**Brief:**
Leave the pictures aside and give back every entry below word for word.

Dataset records
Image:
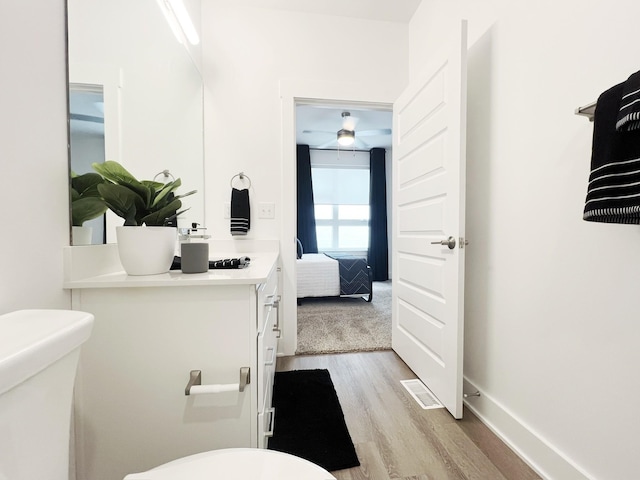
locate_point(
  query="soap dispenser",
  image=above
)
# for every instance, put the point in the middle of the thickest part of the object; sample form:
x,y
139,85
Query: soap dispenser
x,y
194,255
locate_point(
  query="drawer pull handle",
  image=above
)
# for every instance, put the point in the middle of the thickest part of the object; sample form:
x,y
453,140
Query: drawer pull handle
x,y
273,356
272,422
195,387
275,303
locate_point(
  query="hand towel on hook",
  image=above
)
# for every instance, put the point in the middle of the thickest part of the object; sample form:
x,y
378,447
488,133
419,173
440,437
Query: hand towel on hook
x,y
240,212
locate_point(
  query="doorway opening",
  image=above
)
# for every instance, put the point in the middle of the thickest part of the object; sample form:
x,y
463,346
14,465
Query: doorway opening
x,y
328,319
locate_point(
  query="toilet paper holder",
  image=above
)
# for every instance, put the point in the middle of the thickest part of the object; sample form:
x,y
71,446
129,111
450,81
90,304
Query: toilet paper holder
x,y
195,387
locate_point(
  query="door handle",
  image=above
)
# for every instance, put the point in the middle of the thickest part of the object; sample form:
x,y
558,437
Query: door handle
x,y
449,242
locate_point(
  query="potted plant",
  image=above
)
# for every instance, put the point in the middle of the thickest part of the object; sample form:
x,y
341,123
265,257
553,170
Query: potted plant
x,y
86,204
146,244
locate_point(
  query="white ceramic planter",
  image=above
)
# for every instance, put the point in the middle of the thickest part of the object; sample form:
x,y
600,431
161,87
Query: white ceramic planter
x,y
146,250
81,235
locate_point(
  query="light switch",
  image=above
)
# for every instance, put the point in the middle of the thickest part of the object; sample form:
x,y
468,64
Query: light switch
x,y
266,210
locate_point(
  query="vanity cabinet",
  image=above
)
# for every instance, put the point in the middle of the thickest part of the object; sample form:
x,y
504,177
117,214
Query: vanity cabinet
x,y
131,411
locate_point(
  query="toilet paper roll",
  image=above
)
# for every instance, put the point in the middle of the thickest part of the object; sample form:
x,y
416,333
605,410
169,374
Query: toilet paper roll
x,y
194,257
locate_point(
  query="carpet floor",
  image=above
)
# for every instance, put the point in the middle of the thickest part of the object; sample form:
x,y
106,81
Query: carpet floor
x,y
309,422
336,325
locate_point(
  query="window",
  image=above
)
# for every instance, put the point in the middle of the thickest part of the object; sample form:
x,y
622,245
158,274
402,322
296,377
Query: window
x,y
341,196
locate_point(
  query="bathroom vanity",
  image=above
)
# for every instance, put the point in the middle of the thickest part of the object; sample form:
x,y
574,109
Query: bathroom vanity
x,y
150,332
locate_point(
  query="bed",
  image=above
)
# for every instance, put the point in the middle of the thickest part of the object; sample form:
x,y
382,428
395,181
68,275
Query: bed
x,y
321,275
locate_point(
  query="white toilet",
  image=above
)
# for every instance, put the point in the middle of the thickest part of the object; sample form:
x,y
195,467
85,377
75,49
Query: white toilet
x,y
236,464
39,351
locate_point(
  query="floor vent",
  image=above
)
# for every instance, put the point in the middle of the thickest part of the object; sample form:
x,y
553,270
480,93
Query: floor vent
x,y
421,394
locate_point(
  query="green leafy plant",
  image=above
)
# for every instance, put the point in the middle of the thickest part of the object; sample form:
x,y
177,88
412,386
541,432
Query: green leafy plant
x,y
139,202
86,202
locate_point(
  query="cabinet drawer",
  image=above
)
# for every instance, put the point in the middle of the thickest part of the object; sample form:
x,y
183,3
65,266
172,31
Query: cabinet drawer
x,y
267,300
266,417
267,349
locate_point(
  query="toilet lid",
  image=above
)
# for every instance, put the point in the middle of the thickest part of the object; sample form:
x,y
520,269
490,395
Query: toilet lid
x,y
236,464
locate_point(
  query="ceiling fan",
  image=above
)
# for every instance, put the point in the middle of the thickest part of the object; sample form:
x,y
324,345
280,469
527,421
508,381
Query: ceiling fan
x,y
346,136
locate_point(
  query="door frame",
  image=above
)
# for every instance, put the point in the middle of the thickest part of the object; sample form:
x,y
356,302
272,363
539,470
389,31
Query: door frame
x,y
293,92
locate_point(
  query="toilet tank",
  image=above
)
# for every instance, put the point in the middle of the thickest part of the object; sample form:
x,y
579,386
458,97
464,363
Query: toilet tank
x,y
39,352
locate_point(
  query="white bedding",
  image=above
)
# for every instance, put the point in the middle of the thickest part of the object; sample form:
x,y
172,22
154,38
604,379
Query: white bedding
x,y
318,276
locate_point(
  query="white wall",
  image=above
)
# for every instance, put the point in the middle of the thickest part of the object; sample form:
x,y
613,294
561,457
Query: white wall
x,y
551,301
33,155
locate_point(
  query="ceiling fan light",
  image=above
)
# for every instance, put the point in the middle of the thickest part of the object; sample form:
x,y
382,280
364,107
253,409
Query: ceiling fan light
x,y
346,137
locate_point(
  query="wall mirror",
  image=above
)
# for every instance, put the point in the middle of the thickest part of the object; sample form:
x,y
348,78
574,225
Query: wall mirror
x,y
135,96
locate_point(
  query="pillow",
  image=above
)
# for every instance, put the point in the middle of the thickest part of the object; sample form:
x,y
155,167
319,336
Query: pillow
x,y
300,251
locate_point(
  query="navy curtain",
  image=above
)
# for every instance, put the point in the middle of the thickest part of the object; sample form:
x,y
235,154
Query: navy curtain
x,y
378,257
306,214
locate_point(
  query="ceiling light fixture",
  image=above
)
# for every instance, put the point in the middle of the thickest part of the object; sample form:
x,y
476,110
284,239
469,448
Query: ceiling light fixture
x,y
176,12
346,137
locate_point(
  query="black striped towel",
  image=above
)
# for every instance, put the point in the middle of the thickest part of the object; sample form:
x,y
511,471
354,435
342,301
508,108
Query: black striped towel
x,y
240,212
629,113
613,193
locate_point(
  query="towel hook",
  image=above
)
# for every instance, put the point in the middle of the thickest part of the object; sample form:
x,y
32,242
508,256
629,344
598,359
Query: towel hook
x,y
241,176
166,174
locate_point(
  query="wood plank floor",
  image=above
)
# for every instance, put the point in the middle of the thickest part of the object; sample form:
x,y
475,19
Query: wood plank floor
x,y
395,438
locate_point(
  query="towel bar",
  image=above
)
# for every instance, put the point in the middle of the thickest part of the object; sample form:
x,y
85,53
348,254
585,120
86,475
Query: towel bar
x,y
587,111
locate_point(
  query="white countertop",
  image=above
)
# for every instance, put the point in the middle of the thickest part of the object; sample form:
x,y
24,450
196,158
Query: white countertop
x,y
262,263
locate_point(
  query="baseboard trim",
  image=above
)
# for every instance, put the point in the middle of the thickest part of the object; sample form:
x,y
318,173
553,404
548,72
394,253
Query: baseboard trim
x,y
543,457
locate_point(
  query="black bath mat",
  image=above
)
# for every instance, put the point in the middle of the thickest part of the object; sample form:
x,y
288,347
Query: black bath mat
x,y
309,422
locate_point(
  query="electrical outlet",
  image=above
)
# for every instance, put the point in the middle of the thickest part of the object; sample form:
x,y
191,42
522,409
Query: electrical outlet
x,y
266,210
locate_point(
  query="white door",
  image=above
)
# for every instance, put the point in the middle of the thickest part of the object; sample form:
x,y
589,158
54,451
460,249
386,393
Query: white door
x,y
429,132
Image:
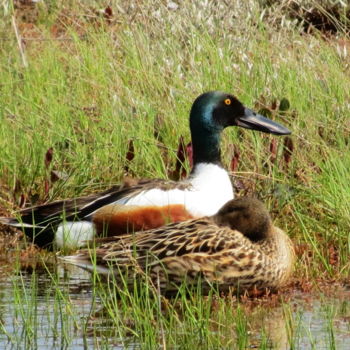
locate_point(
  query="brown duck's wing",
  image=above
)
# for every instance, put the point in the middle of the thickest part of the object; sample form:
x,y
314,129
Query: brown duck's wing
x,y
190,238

**Answer for this exercise:**
Image:
locate_point(
  query="soap dispenser",
  image=above
)
# for every instance, put the point in the middle of the thickest part of the object; sample form:
x,y
139,85
Query: soap dispenser
x,y
194,255
locate_point(
  query="drawer pull handle",
  image=above
)
# for every instance, put the point in the middle of the thickest part of the object; sample form:
x,y
453,140
Query: drawer pull handle
x,y
273,356
272,422
195,387
275,303
locate_point(
  query="hand towel on hook",
  image=above
)
# for every instance, put the point in the middle of the thickest part of the object; sample form:
x,y
378,447
488,133
419,173
440,437
Query: hand towel on hook
x,y
240,212
locate_point(
  query="doorway opening",
  image=above
)
# for every instance, put the point in the middle of the thickest part of the object; sample form:
x,y
463,346
14,465
Query: doorway opening
x,y
328,319
locate_point(
  query="toilet paper holder",
  image=above
)
# for every instance, put the point in the middle of the thickest part of the object; sample form:
x,y
71,446
129,111
450,81
90,304
Query: toilet paper holder
x,y
195,387
locate_point(
  query="door handle",
  image=above
)
# for every instance, put the point in the middle of the thickest part of the object; sample form:
x,y
558,437
Query: door handle
x,y
449,242
locate_point(
  query="potted plant",
  image=above
)
# for every instance, put the point in the middle of the thickest part of the object; sample form:
x,y
341,123
265,257
553,170
Query: potted plant
x,y
86,204
146,244
locate_point(
  query="white ceramic planter",
  image=above
)
# for every instance, put the point in the middle of the thickest part of the object; sample form:
x,y
600,431
161,87
Query: white ceramic planter
x,y
146,250
81,235
locate_point(
  query="light switch",
  image=above
)
# for every instance, put the point in the middle of the thickest part of the object; sample form:
x,y
468,64
Query: light switch
x,y
266,210
locate_point(
  query="vanity cabinet",
  image=above
)
# for every instance, put the point in the middle of the thickest part of the object; sample form:
x,y
504,177
117,214
Query: vanity cabinet
x,y
131,411
locate_point(
  query="toilet paper roll",
  image=above
)
# for every instance, put the point in the middle of the thickest part of the object; sample form:
x,y
416,333
605,410
169,374
Query: toilet paper roll
x,y
194,257
locate_point(
  query="carpet floor",
  image=above
)
# for every instance, put the point in the middle of the thickest part of the object; sample form:
x,y
106,81
Query: carpet floor
x,y
309,422
336,325
locate_point(
  query="window",
  image=above
)
# for every instance, put the point in the middle of the thickest part of the object; sample form:
x,y
622,245
158,274
402,322
296,377
Query: window
x,y
341,196
locate_point(
  query="bathroom vanity",
  image=above
)
# for every instance, put the point in the middle of the thickest part of the object; sample form:
x,y
574,109
Query: bathroom vanity
x,y
150,332
locate_point(
  query="bed",
  image=above
)
# for every instance, put the point in the middle of the thickest part of the object; sample form:
x,y
382,428
395,181
68,275
Query: bed
x,y
321,275
locate_point(
  query="white toilet",
  image=above
)
# for every instance, put the point in the middle of the thickest part of the object; sample form:
x,y
195,467
85,377
75,49
Query: white toilet
x,y
236,464
39,351
locate_point(
  query="floor vent",
  image=above
)
# for every instance, put the point in the middle of the thickest part of the object; sample form:
x,y
553,270
480,93
Query: floor vent
x,y
421,394
locate_point(
  query="green leafy plant",
  image=above
)
# for every instance, put the point in the middle of the thickest part of the object; sample form:
x,y
177,88
412,386
541,432
Query: green leafy plant
x,y
139,202
86,202
locate_point(
  query="cabinet drawer",
  image=above
)
# for every instance, put the point in the middle of the thickest part of the object; sample form:
x,y
183,3
65,266
172,31
Query: cabinet drawer
x,y
267,300
266,417
267,349
locate_point(
  query="toilet lid",
  image=above
)
# for every instance, put the point in the middle of the thickest part of the object; sample form:
x,y
520,269
490,395
Query: toilet lid
x,y
236,464
locate_point(
  query="ceiling fan",
  image=above
)
# for every instance, put the point in the middle of the thickest part of the object; sample form:
x,y
324,345
280,469
527,421
508,381
Query: ceiling fan
x,y
346,136
locate_point(
  query="door frame",
  image=above
)
# for every instance, put the point in the middle of the thickest part of the object; sample form:
x,y
356,302
272,363
539,470
389,31
Query: door frame
x,y
293,92
locate_point(
  query="toilet tank",
  image=above
)
# for every instance, put the point in the middle of the thickest part of the object; sample form:
x,y
579,386
458,97
464,363
Query: toilet tank
x,y
39,352
locate_point(
  query="white bedding",
  image=above
)
# for every instance, put the point in the middle of the thickest part of the object; sample form:
x,y
172,22
154,38
604,379
Query: white bedding
x,y
318,276
locate_point(
  query="white wall",
  image=above
)
# for every instance, put the point in the middle of the thickest part of the object; sample form:
x,y
613,294
561,457
Query: white wall
x,y
551,301
33,155
locate_point(
  query="ceiling fan light",
  image=above
)
# for every instance, put the point in the middle of the thickest part of the object; sample form:
x,y
382,280
364,107
253,409
Query: ceiling fan light
x,y
346,137
locate_point(
  query="wall mirror",
  image=above
)
# for every instance, put the point in the middle of the thickest part of the object; sample form:
x,y
348,78
574,225
Query: wall mirror
x,y
135,96
locate_point(
  query="pillow",
  image=above
)
# for every instance, put the point in the middle of the thickest part of the object; sample form:
x,y
155,167
319,336
Query: pillow
x,y
300,251
locate_point(
  query="navy curtain",
  image=above
)
# for every instance, put the point in the middle of the thickest part of the object; sample form:
x,y
235,154
Query: navy curtain
x,y
378,257
306,214
locate_point(
  query="ceiling light fixture",
  image=above
)
# for every instance, put the point in the middle of the thickest part of the object; sample form:
x,y
476,110
284,239
469,448
Query: ceiling light fixture
x,y
176,12
346,137
locate_point(
  query="black striped towel",
  image=above
)
# for every instance, put the point in the middle of the thickest part of the object; sample form:
x,y
511,471
354,435
342,301
508,108
Query: black striped towel
x,y
240,212
629,113
613,193
locate_point(
  query="towel hook",
  image=above
)
# for every instance, put the point in the middle of the thickest part of the object; sample form:
x,y
32,242
508,256
629,344
598,359
Query: towel hook
x,y
241,176
166,174
locate_point(
  query="wood plank floor",
  image=above
)
# for every instance, put the point in the middle of the thickest part of the object; sample form:
x,y
475,19
Query: wood plank floor
x,y
395,438
locate_point(
  query="towel bar",
  image=above
)
# for every instance, put the point in the middle of the thickest part of the object; sample form:
x,y
85,53
348,254
585,120
86,475
Query: towel bar
x,y
587,111
locate_point(
  query="white countertop",
  image=above
)
# for every instance, put the point in the middle of the thickest part of the object; sample form:
x,y
24,450
196,158
Query: white countertop
x,y
262,263
locate_point(
  query="baseboard trim",
  image=above
)
# for every instance, put the point in the middle of the thickest part of the object; sample form:
x,y
318,173
553,404
548,72
394,253
Query: baseboard trim
x,y
543,457
locate_point(
  query="black bath mat",
  image=above
)
# for every instance, put the point in the middle of the thickest part of the object; sample form:
x,y
288,347
Query: black bath mat
x,y
309,422
locate_point(
  query="electrical outlet",
  image=above
)
# for every instance, put the point in the middle of the thickest part of the object; sample form:
x,y
191,42
522,409
Query: electrical outlet
x,y
266,210
locate_point(
  query="white door",
  image=above
)
# for every instance, put the point in the middle of the thickest part of the object; sample form:
x,y
589,158
54,451
460,249
386,393
Query: white door
x,y
429,132
Image:
locate_point(
  query="brown duck's wing",
  image=above
)
# for every instance, put the point in the middle of the thickest part of the object; sample form:
x,y
314,129
Query: brown duck's wing
x,y
190,238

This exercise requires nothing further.